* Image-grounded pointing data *
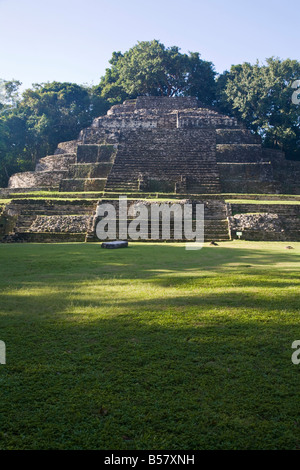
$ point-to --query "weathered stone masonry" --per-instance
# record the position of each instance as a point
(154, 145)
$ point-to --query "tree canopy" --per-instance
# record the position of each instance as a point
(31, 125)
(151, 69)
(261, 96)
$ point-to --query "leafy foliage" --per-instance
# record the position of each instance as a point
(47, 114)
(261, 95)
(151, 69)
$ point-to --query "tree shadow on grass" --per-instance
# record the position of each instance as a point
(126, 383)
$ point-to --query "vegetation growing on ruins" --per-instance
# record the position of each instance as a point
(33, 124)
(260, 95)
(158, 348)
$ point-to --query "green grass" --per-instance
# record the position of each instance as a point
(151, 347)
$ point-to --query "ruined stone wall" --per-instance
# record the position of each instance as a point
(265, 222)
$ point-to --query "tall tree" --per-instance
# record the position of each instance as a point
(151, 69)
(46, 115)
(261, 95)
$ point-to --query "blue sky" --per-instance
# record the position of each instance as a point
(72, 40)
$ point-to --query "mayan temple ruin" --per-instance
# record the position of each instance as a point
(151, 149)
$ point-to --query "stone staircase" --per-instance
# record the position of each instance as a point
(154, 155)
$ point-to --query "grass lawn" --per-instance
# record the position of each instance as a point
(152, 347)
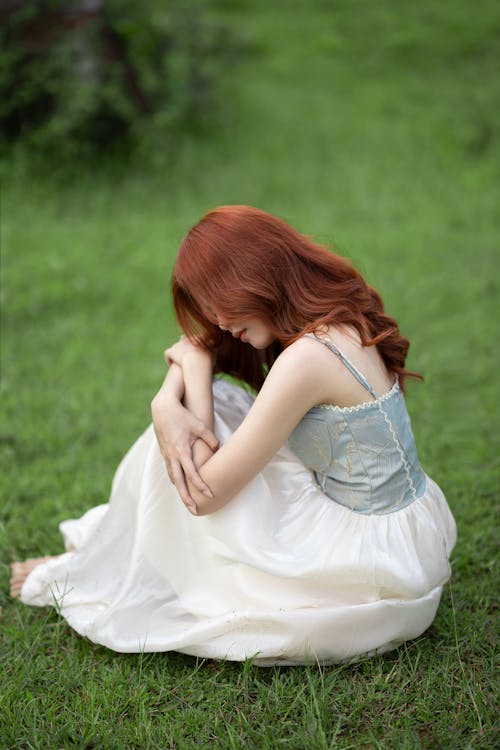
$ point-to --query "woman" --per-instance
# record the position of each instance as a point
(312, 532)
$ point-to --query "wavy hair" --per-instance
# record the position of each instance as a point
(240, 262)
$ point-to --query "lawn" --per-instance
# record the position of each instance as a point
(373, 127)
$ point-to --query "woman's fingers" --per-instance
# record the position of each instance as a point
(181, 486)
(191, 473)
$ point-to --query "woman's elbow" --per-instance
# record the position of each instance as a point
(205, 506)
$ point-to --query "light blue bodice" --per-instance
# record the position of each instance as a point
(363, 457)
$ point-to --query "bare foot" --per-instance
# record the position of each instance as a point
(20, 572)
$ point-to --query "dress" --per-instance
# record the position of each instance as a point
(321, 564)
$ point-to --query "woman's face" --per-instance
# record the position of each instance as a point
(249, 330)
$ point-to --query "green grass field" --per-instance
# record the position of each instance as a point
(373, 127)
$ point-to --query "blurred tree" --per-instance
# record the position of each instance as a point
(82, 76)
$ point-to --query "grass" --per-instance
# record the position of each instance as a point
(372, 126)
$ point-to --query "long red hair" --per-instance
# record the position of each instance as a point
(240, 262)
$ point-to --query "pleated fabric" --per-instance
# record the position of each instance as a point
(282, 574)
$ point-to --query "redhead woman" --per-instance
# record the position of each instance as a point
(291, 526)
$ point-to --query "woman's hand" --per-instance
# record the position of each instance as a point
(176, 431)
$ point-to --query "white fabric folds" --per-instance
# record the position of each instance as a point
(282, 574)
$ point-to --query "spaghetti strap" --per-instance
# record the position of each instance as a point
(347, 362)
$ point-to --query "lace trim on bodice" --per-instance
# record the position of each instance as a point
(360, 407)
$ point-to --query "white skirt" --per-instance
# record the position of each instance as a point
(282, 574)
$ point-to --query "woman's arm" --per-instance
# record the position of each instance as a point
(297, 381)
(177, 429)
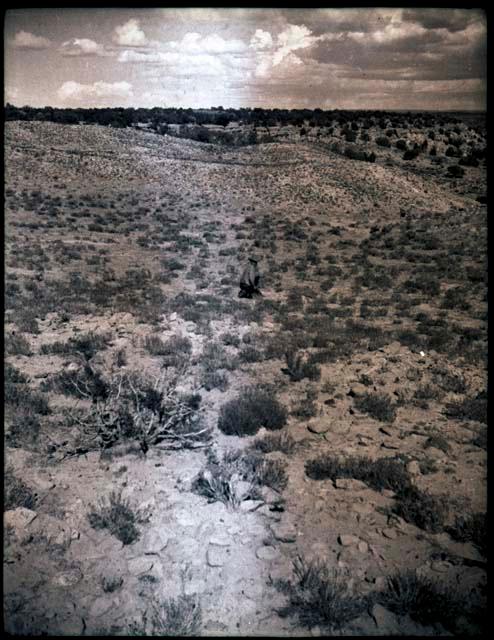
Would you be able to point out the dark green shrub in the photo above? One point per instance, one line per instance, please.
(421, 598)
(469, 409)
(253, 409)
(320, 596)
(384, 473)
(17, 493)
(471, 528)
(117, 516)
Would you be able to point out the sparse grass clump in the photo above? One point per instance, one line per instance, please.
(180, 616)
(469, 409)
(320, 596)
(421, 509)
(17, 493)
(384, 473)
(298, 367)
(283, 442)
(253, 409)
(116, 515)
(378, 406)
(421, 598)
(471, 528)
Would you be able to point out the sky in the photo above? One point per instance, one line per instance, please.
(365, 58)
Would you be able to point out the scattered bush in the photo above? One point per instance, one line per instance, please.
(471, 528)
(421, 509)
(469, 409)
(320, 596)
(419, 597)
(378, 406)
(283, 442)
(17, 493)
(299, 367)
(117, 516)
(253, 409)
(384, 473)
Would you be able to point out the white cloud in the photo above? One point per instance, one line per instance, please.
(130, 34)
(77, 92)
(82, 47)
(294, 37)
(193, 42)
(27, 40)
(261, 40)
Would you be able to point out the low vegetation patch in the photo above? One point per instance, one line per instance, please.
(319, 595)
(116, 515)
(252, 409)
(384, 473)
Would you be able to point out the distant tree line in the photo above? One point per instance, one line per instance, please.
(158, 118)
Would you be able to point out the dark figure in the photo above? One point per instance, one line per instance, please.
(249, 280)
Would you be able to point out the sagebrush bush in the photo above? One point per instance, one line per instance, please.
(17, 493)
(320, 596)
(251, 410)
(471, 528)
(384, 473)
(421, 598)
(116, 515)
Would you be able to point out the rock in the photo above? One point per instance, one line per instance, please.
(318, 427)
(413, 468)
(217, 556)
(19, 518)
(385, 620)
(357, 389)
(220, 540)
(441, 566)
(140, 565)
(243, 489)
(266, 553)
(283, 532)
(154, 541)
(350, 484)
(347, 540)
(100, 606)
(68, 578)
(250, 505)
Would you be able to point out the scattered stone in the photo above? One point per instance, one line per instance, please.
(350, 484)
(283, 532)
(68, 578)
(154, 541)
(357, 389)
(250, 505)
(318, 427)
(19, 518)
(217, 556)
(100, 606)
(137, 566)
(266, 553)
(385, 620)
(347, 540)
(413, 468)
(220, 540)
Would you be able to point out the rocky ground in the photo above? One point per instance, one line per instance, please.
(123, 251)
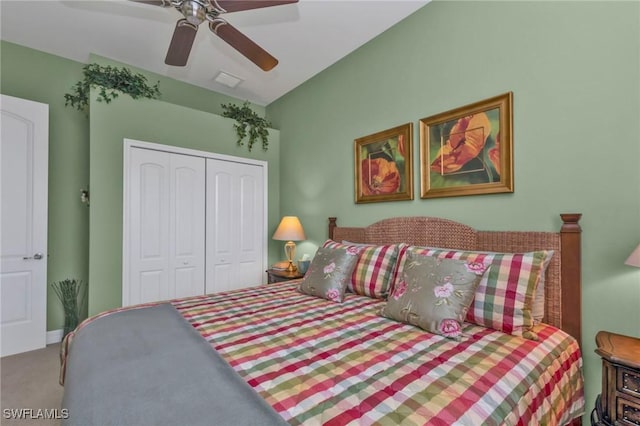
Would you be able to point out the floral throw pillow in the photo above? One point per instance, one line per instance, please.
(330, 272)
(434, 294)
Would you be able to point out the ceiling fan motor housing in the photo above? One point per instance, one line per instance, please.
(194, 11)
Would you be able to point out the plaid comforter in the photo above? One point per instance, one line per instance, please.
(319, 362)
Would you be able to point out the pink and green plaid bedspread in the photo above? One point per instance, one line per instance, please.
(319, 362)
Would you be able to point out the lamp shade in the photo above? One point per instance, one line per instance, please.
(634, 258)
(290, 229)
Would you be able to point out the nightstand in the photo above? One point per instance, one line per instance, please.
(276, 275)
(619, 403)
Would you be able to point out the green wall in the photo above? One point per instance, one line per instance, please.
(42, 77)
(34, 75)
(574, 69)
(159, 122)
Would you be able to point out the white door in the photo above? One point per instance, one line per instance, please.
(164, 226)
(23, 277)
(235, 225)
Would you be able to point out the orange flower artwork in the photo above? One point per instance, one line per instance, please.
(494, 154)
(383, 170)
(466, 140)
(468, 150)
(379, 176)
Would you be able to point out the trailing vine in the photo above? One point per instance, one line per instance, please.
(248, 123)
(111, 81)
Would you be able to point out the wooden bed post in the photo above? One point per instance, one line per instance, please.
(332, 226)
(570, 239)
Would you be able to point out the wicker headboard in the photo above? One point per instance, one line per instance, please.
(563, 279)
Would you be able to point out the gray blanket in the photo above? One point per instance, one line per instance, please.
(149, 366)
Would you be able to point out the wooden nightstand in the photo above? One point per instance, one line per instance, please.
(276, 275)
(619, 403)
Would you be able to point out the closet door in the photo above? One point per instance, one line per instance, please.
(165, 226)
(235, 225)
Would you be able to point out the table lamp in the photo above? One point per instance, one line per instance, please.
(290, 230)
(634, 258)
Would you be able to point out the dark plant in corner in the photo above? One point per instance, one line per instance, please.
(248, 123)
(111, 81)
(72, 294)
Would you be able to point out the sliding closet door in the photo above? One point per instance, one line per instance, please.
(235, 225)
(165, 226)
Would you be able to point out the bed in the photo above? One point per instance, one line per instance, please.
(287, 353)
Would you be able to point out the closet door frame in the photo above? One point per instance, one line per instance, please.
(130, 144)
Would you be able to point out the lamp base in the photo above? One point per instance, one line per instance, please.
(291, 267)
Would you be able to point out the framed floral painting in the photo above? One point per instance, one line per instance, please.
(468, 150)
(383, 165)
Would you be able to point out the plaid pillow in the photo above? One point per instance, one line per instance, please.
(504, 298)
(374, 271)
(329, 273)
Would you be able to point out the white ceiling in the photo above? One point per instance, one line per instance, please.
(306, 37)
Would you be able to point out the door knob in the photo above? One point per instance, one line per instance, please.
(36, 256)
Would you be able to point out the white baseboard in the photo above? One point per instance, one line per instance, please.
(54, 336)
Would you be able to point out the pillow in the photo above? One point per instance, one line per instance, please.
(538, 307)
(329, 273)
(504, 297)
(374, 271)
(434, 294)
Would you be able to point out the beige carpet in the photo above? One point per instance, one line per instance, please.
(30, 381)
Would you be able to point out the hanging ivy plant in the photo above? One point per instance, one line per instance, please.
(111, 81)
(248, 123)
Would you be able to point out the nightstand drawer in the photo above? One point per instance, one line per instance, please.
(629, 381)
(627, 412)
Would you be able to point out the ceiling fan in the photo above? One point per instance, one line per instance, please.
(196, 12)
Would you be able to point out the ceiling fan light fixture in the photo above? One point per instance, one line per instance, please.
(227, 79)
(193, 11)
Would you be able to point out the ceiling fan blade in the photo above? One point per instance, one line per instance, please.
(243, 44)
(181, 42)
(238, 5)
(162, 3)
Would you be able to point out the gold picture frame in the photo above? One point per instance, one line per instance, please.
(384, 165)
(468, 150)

* Assigned task *
Search the entries for the word "hair", then list each line that holds it.

* Answer area *
$ point-to --query "wavy hair" --per-instance
$ point-to --query "long red hair" --per-instance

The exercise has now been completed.